(Stated exercise): Can you rescale the data from the line holding "Your objective is to locate every instance of palm frond" through the end of the data, inclusive, and give only those lines? Repeat the requests unchanged, but multiply every bounding box coordinate by 1.5 and round to whole numbers, with halves going up.

(Records provided):

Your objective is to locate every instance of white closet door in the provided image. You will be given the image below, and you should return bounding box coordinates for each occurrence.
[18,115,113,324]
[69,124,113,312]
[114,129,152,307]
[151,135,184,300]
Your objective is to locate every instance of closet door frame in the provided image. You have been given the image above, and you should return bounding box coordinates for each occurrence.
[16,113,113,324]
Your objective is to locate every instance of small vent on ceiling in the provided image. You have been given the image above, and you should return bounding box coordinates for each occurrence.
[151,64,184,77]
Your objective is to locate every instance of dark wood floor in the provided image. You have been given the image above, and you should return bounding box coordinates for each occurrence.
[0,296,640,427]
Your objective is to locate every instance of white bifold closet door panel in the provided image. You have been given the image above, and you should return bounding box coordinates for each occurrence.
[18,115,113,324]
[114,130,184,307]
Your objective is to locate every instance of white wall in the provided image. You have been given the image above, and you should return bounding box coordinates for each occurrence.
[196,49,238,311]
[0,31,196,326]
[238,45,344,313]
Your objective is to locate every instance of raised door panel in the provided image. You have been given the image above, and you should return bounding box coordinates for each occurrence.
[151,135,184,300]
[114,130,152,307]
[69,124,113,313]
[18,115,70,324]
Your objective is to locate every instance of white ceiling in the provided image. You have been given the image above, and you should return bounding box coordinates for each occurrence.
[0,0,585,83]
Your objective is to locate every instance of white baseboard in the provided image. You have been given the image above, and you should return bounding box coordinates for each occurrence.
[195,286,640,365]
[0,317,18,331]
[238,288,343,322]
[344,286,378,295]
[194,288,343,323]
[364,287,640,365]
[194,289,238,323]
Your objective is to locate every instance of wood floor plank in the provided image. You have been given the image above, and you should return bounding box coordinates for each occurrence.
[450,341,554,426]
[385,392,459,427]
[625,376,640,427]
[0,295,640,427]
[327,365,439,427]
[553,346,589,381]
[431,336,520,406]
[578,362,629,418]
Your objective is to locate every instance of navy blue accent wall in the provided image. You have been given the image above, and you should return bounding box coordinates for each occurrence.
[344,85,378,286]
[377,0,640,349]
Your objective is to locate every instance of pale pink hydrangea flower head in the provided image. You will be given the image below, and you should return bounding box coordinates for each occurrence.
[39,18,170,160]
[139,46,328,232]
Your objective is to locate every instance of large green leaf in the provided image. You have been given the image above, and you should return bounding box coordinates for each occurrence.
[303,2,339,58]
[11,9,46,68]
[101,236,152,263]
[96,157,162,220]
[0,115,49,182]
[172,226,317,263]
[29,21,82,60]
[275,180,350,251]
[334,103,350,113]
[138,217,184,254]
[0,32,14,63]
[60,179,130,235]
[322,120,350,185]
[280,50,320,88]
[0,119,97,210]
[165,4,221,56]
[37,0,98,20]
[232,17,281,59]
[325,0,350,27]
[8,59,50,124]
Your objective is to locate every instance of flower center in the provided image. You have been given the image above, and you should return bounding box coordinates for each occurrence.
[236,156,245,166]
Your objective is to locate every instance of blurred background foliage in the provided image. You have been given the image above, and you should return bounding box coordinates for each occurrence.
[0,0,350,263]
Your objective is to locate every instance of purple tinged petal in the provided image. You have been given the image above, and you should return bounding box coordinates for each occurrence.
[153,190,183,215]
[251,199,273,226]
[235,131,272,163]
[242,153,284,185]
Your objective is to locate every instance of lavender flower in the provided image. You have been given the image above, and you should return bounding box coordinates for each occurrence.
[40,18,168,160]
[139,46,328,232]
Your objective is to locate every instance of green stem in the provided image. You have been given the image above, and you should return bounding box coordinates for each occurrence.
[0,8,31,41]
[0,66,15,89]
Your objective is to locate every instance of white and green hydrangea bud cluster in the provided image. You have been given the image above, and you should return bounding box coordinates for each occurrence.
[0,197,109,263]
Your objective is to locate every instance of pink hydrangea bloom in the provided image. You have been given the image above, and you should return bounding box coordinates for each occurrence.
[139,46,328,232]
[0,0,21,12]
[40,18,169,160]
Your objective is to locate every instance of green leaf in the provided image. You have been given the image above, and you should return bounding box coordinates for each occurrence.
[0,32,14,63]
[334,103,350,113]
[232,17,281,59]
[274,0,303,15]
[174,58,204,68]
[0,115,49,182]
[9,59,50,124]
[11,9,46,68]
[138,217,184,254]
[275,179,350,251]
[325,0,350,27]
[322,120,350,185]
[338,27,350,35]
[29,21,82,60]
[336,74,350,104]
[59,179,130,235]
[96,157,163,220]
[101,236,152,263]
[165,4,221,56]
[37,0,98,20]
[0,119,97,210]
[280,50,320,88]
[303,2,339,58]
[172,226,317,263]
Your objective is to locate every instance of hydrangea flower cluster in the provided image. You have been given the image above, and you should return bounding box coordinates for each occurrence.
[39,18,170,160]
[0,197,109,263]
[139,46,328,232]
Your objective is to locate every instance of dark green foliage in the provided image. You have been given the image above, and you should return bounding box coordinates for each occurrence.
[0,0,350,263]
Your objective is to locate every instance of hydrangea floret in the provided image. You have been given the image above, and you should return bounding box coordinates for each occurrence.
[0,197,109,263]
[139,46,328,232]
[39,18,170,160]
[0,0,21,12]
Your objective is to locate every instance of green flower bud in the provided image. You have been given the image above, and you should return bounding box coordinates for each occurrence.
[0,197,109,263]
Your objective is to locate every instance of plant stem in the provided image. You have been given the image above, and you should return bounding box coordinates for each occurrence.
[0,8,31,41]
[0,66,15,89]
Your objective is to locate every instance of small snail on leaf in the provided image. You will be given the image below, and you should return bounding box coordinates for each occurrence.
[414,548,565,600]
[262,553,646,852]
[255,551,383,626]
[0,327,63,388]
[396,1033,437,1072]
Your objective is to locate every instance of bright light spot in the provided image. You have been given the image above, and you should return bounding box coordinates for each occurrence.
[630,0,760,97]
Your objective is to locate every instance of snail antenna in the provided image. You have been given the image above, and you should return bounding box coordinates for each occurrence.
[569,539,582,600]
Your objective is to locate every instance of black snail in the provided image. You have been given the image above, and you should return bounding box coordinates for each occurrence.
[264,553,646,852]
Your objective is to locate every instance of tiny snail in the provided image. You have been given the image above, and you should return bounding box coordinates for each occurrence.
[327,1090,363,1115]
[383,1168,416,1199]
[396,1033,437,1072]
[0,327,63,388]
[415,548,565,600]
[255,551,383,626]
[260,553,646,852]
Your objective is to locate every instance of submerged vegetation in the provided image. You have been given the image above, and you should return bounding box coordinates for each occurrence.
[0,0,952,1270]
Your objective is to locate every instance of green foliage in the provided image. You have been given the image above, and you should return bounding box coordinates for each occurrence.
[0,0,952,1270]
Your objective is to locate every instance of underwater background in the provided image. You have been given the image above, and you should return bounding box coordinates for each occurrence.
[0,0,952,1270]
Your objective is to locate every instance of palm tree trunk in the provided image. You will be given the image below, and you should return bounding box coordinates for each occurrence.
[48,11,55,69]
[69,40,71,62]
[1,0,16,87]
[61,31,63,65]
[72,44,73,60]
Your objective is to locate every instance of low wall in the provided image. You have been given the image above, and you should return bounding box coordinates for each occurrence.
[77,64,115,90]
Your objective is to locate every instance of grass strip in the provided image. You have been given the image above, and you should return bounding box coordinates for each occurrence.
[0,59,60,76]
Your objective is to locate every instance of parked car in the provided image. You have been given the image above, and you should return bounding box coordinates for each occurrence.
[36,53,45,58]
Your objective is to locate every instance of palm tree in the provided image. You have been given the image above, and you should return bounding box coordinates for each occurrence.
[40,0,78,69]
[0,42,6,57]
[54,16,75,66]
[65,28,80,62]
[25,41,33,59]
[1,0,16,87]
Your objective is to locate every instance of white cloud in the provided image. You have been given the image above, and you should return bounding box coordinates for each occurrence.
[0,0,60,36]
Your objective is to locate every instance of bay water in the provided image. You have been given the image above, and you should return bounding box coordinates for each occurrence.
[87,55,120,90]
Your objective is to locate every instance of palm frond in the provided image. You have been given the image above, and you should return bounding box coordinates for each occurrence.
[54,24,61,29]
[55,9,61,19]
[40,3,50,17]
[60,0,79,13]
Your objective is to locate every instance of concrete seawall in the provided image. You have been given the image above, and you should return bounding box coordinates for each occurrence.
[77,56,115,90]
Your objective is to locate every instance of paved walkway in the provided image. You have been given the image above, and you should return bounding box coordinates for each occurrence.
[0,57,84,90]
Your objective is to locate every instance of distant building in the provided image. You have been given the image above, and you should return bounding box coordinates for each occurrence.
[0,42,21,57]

(Result for this task):
Your objective is to locate every instance of palm frond in the provided image. You have been given the image above, and you should return bounding box coordinates for each occurrence.
[81,36,92,44]
[83,14,92,29]
[60,5,75,26]
[90,0,119,20]
Your objective is to locate every instance of concrete seawall in the provided image. You have been given the image above, and you should return bounding box coordinates for each occurrence.
[116,84,173,135]
Your objective is to locate every instance of paved walkway in the provided image. You have been given the image above, and you should return bounding box coordinates for each occurrence.
[0,86,126,135]
Your objective is to locate every instance of distant building in the provided image. You have been given the image above, and you should return bounding box coordinates for each occurrence.
[0,63,32,86]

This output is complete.